[TASK LIST]
1) Translate this sentence from the symposium abstract into Spanish: "Innovation is the key to our past, a necessity for our contemporary challenges, and critical for the future of Medical Physics."
2) Copy the symposium abstract word for word, starting at "Health economics and" and ending at "methods with innovation.".

[GIVEN PASSAGE]
President's Symposium: The Necessity of Innovation in Medical Physics


J Bayouth

J Siewerdsen

E Wahl



J Bayouth1*, J Siewerdsen2*, E Wahl3*, (1) University of Wisconsin, Madison, WI, (2) Johns Hopkins University, Baltimore , MD, (3) Premiere Speakers Bureau, Franklin, TN

Presentations

TU-E-BRD-1 Tuesday 1:45PM - 3:45PM Room: Ballroom D

This abstract will not blow you away, but speed-painting presenter Erik Wahl will certainly make a truly unique AAPM symposium that you will not want to miss. Along with clinical director John Bayouth and scientific leader Jeff Siewerdsen, this session will highlight innovation. To avoid being button pushers and irrelevant investigators of yesterday’s science, we must innovate. This is particularly challenging in the changing landscape of declining research funding and healthcare reimbursement.

But all hope is not lost, Medical Physics is a field born out of innovation. As scientists we quickly translated the man-made and natural phenomena of radiation into a tool that could diagnose broken bones, locate foreign objects imbedded within the body, and treat a spectrum of diseases. As hyperbolae surrounding the curative powers of radiation overcame society, physicists continued their systematic pursuit of a fundamental understanding of radiation and applied their knowledge to enable the diagnostic and therapeutic power of this new tool.

Health economics and the decline in research funding have put the Medical Physicist in a precarious position: how do we optimally participate in medical research and advanced patient care in the face of many competing needs? Today's diagnostic imaging and therapeutic approaches are tremendously sophisticated. Researchers and commercial vendors are producing technologies at a remarkable rate; to enable their safe and effective implementation Medical Physicists must work from a fundamental understanding of these technologies. This requires all of us, clinically practicing Medical Physicists, Researchers and Educators alike, to combine our training in scientific methods with innovation.

Innovation is the key to our past, a necessity for our contemporary challenges, and critical for the future of Medical Physics. The keynote speakers for the 2014 AAPM Presidential Symposium session will address the way we approach these vitally important technologies for diagnosis and therapy into opportunities to innovate. The speed-painting artist and lecturer Erik Wahl will finish the symposium with a fast-paced and entertaining presentation on embracing the future by creating disruptive innovation strategies.

Learning Objectives:
1. Identify connection between Medical Physics and Innovation.
2. Understand how Innovation enables Clinical Medical Physicists to implement novel technologies.
3. Learn how innovative Medical Physics solutions can address significant and relevant challenges in science.
4. Become inspired to pursue a new scientific understanding, positive change in clinical practice, and benefit to patients.

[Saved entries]

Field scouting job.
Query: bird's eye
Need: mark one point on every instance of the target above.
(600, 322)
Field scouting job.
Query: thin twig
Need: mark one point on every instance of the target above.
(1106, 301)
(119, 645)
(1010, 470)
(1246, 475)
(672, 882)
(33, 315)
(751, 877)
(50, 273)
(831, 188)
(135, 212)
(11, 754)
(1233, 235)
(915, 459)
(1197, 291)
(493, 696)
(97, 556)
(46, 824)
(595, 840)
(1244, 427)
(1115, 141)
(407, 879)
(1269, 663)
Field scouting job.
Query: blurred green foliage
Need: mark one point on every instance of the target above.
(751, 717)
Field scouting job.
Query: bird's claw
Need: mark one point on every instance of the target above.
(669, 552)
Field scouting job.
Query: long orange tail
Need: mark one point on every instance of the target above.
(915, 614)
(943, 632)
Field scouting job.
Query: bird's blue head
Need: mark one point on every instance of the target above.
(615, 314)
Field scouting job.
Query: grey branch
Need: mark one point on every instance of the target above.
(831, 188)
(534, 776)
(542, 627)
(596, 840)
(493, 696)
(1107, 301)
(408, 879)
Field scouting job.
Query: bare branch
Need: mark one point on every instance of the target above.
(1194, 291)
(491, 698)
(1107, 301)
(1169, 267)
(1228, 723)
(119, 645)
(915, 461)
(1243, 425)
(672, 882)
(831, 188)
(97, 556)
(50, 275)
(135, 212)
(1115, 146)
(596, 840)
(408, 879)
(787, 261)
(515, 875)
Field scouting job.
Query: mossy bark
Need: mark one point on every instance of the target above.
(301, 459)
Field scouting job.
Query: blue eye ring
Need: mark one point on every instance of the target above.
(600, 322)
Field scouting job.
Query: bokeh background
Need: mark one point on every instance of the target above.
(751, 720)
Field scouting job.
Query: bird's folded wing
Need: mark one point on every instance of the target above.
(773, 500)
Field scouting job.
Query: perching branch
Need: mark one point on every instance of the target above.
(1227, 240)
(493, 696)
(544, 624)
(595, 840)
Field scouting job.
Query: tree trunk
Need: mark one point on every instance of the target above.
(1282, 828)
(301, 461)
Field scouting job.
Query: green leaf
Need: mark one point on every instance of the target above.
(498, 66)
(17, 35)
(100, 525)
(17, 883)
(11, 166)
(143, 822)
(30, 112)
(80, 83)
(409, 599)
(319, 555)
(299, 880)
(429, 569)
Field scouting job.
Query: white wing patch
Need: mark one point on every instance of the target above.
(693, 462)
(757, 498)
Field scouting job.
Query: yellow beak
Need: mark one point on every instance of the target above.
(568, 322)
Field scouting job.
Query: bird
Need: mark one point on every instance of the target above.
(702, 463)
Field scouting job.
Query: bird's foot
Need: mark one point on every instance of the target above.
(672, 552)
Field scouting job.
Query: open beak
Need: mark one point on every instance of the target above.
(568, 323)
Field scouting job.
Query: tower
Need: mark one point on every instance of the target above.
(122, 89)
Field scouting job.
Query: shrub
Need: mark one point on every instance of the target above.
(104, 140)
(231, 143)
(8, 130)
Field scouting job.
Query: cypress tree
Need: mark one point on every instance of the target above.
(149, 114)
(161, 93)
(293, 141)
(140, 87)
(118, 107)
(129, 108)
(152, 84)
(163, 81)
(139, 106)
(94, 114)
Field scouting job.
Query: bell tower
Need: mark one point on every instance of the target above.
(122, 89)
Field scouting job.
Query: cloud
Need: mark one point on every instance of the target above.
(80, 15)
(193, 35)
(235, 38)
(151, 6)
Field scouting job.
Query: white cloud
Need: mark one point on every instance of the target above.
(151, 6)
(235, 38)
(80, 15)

[EXPECTED RESPONSES]
1) La innovación es la clave de nuestro pasado, una necesidad para nuestros desafíos contemporáneos y algo fundamental para el futuro de la Física Médica.

2)
Health economics and the decline in research funding have put the Medical Physicist in a precarious position: how do we optimally participate in medical research and advanced patient care in the face of many competing needs? Today's diagnostic imaging and therapeutic approaches are tremendously sophisticated. Researchers and commercial vendors are producing technologies at a remarkable rate; to enable their safe and effective implementation Medical Physicists must work from a fundamental understanding of these technologies. This requires all of us, clinically practicing Medical Physicists, Researchers and Educators alike, to combine our training in scientific methods with innovation.